Point localization data
[Start of Attachment]
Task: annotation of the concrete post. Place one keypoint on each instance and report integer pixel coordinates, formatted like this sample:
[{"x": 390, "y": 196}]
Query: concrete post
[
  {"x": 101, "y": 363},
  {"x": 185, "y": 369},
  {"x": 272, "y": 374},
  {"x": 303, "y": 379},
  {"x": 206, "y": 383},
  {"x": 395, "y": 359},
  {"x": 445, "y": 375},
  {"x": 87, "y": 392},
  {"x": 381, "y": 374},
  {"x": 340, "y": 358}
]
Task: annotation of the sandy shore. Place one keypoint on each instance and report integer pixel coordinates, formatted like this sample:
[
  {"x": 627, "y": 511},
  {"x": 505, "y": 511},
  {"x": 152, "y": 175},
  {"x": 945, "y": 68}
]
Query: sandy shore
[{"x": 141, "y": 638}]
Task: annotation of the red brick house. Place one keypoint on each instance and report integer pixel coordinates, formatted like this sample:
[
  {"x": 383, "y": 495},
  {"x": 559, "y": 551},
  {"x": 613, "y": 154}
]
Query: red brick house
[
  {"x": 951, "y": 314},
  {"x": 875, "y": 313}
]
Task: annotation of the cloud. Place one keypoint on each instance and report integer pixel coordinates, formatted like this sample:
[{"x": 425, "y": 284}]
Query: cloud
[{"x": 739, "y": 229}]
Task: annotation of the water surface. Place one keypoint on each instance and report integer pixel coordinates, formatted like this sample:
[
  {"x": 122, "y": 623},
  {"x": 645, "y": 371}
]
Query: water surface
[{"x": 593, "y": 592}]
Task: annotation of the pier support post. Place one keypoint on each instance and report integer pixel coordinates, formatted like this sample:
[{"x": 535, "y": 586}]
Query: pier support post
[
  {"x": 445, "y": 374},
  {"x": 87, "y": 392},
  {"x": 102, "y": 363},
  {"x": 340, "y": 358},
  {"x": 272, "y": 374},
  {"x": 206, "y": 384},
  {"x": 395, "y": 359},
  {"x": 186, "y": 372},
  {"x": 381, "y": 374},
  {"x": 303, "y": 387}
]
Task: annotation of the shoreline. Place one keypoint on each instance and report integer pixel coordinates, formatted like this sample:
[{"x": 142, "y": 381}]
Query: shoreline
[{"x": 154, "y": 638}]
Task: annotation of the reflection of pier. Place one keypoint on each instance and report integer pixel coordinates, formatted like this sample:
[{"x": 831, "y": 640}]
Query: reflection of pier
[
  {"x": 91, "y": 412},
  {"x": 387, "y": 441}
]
[End of Attachment]
Your answer should be the lines from the one containing "Query: pier support post" to the end of the entries above, restated exactly and alone.

Response to this exercise:
Query: pier support post
[
  {"x": 445, "y": 374},
  {"x": 87, "y": 392},
  {"x": 102, "y": 363},
  {"x": 340, "y": 358},
  {"x": 272, "y": 374},
  {"x": 206, "y": 384},
  {"x": 395, "y": 359},
  {"x": 186, "y": 372},
  {"x": 381, "y": 374},
  {"x": 303, "y": 387}
]
Task: annotation of the shoreline. Place one keypoint on each instance and report integer pixel coordinates, formatted like this sample:
[{"x": 142, "y": 381}]
Query: shoreline
[{"x": 154, "y": 638}]
Task: annotation of the reflection of pier. Place one keypoint on each instance and report integer pixel coordinates, formatted like this sample:
[{"x": 831, "y": 640}]
Query: reflection of pier
[
  {"x": 91, "y": 412},
  {"x": 387, "y": 441}
]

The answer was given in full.